### Task prompt
Add 43 to each coordinate value in the material from the line with "the koala's gray" to the line with "[(205, 777)]", both included. Write out all of those lines again in full with the new values.

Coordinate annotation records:
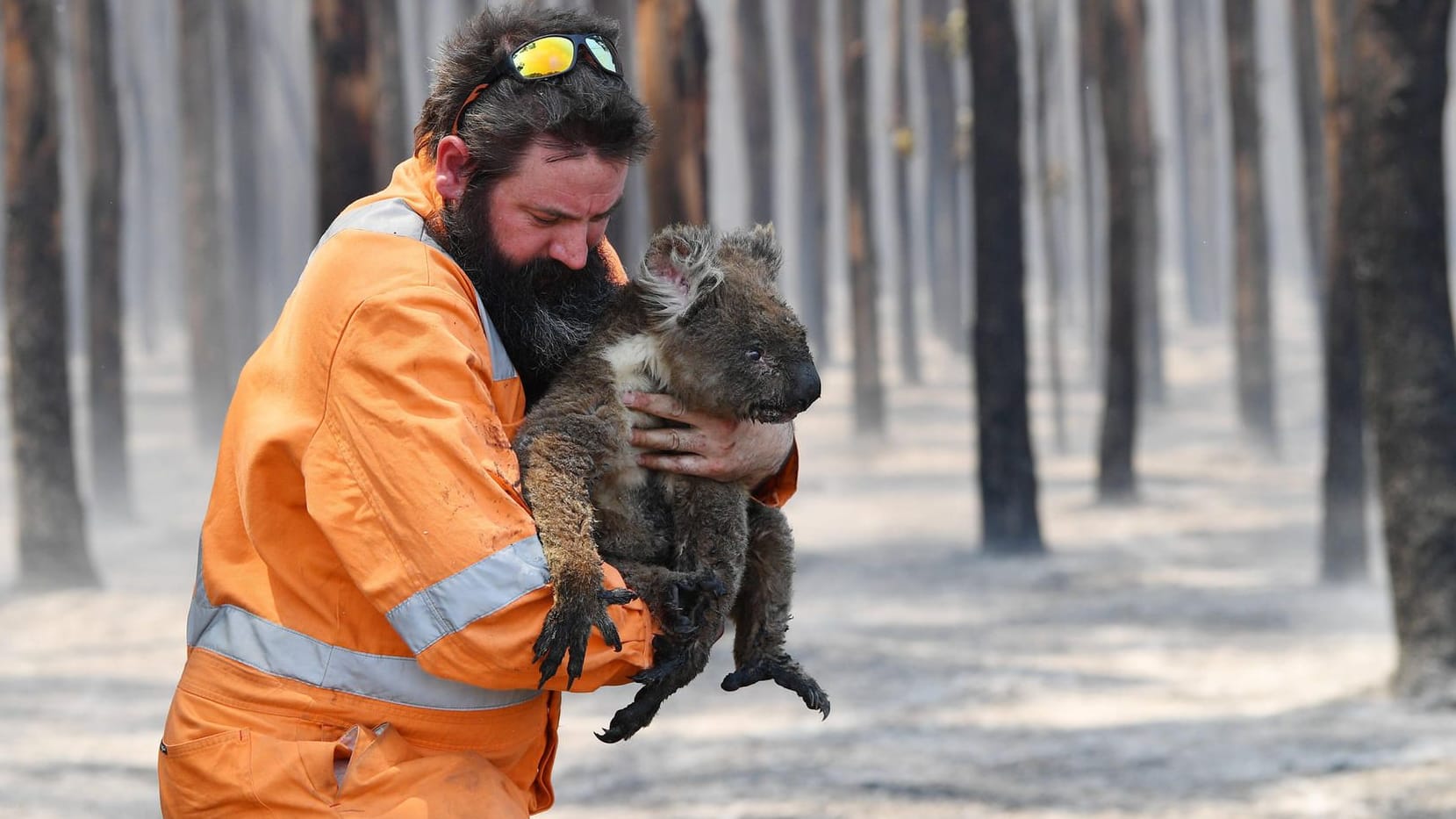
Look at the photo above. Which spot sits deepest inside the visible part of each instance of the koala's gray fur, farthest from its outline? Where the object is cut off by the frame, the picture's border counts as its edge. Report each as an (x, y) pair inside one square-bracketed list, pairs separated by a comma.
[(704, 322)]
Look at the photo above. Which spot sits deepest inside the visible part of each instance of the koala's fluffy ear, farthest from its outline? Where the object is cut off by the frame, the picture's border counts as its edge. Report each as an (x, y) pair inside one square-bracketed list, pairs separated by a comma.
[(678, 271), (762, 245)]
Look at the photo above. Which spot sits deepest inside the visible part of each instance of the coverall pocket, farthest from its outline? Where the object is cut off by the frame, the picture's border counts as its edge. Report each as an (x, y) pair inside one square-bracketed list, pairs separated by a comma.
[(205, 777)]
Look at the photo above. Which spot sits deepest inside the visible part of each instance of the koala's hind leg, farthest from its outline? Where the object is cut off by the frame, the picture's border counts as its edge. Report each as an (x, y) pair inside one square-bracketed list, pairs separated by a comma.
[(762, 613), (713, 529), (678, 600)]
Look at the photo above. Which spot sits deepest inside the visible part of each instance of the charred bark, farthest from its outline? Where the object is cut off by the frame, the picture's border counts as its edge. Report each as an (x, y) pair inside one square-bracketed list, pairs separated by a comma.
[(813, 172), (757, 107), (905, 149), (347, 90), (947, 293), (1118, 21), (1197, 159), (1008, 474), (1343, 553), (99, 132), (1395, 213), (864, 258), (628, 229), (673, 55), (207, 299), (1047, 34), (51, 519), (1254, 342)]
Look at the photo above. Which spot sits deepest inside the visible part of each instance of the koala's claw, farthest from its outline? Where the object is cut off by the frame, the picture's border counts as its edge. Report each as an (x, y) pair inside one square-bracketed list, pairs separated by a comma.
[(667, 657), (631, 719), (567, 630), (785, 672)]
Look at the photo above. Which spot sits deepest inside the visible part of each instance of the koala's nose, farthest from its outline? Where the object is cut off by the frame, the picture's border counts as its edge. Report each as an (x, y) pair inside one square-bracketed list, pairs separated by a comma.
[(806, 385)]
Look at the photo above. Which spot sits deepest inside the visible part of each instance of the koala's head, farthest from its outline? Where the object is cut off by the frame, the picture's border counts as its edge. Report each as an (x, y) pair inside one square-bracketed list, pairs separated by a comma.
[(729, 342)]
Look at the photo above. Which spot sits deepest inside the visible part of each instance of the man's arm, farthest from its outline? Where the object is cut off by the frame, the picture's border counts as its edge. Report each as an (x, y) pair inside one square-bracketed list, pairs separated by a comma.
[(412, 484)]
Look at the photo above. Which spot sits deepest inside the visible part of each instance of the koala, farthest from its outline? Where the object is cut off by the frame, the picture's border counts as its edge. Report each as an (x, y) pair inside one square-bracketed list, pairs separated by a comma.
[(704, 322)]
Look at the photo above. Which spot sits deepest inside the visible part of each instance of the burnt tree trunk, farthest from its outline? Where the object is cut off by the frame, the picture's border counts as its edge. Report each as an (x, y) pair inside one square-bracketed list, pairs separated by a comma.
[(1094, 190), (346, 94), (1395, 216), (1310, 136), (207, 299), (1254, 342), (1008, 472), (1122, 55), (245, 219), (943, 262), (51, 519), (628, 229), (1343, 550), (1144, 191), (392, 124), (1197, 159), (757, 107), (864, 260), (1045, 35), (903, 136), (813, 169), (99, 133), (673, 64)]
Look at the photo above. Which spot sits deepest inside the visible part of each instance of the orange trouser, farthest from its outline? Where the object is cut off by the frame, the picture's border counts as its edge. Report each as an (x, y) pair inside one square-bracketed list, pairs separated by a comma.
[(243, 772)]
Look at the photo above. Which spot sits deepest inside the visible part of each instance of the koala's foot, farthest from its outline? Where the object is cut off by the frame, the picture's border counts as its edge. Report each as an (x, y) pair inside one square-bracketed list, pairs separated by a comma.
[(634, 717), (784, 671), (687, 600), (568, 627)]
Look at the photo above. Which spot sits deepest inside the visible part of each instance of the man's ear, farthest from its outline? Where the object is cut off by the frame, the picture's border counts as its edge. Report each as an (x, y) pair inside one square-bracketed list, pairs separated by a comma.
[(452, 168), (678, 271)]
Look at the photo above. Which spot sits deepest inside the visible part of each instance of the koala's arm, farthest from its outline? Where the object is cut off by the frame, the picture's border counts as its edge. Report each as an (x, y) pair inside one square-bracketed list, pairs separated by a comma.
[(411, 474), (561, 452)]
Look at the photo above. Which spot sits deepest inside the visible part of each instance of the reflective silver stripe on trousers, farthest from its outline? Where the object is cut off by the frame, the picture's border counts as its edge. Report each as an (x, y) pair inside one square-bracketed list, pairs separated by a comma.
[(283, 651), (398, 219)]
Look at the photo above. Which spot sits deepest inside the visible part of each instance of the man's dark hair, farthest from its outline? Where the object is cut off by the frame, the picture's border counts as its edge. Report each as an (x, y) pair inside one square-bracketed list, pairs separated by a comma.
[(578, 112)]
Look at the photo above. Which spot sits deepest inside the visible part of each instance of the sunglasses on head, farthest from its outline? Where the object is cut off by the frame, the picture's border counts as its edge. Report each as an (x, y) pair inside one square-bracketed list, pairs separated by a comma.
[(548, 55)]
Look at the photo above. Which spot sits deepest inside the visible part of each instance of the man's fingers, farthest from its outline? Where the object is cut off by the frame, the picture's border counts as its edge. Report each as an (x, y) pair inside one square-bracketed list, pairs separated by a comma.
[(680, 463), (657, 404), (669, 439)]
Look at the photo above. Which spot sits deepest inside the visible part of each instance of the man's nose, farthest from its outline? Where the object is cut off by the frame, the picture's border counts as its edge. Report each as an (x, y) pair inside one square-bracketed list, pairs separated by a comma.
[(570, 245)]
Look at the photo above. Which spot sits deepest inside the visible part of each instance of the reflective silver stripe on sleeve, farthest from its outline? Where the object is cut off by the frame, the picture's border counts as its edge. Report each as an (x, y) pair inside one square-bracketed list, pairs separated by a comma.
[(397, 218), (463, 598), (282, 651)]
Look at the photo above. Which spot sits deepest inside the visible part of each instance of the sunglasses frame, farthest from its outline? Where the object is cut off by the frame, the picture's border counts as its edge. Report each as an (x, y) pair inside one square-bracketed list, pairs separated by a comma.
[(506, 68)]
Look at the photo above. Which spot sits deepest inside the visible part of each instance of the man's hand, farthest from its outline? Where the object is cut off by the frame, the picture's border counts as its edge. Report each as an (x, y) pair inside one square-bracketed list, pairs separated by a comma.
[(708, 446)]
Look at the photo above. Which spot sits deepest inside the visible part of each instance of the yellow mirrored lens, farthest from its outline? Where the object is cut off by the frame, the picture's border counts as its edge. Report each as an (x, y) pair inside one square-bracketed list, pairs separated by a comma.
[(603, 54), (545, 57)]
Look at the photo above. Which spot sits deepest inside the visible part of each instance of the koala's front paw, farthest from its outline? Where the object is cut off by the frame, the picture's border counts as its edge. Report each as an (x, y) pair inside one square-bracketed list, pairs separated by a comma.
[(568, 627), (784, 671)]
...
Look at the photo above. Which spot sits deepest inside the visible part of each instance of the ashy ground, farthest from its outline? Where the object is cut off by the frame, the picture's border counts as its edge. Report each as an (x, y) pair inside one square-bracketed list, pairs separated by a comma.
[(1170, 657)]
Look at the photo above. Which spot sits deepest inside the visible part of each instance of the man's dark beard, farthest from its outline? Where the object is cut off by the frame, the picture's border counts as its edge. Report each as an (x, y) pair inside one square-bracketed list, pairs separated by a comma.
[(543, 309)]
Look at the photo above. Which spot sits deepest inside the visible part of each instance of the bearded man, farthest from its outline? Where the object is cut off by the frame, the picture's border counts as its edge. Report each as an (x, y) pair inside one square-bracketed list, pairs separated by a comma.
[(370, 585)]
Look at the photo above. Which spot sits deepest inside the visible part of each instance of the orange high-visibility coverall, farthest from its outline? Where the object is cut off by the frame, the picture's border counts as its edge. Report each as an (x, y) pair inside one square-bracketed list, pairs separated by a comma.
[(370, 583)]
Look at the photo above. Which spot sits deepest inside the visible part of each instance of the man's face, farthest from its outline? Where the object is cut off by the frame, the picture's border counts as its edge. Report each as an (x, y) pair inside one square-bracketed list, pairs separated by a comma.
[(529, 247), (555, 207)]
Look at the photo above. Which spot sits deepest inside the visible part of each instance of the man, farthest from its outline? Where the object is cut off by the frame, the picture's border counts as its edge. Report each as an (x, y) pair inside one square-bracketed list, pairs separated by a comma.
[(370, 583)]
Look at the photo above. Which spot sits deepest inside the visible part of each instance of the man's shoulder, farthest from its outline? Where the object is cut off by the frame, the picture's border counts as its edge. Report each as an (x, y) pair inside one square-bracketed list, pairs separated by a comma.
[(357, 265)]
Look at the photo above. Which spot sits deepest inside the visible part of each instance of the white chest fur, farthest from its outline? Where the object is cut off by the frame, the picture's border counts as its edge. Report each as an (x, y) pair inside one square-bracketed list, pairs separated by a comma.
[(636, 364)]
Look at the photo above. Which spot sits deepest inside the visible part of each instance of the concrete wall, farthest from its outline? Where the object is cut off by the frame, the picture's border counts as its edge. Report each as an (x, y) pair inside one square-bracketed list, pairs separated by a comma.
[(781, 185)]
---
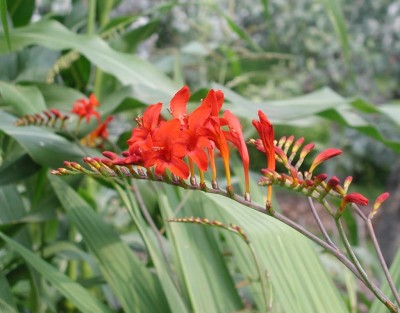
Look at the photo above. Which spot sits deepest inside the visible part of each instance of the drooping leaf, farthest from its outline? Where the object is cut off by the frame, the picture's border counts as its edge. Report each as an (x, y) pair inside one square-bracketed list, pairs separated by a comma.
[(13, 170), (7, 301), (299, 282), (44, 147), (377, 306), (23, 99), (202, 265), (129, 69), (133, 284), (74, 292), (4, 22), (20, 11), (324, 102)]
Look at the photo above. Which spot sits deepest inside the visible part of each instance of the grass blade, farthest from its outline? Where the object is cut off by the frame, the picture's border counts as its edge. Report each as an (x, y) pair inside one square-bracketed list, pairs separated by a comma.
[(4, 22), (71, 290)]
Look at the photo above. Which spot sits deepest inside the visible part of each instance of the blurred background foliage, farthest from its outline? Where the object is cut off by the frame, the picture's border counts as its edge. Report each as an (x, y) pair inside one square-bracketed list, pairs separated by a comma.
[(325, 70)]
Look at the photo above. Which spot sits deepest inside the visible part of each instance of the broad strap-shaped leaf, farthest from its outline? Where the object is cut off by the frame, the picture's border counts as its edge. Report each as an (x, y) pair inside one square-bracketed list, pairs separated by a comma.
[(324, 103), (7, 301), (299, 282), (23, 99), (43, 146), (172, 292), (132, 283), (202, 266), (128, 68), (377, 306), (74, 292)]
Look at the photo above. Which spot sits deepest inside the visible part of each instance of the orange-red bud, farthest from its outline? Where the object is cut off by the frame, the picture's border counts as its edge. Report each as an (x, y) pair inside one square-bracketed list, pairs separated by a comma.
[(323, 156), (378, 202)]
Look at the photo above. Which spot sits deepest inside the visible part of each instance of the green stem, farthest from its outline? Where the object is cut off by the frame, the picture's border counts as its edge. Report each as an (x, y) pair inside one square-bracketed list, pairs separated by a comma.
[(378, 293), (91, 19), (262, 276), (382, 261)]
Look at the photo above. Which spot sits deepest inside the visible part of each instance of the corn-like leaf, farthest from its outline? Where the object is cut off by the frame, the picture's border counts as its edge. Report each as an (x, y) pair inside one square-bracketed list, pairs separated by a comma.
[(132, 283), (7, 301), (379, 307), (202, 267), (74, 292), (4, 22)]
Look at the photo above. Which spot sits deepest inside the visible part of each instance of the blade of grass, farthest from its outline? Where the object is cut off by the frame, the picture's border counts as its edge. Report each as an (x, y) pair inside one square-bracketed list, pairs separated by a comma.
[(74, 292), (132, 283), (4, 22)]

### Task response
Look at the photo above. Which spot sits deepest inside the visible part of each instance of the koala's gray fur, farthest from its outline? Where the object is cut off by the frame, the picture's border counts as its edge. Report each as an (x, y) pair inside one square-bracketed list, pairs separated by a comma.
[(747, 365)]
Look at the photo above. Which spot sits deepest inside the visible part of each instance of the koala's fluffy ear, farthest from its outline? Where the object is cut off by the frame, the picture's border counts as its edge. Report each as an (x, y) pair inside one square-bracketed list, pairs separated by a comma.
[(721, 314), (805, 288)]
Look at the photo above. Which spot sits deepest inside the visible part of each instance of the coverall pocket, farthest from its outline? Where the object is cut off by the frame, the picture's border counts as its edge. Report each as an (x, y) pair inside one square-bracketed list, pairs separated by a comma.
[(248, 820)]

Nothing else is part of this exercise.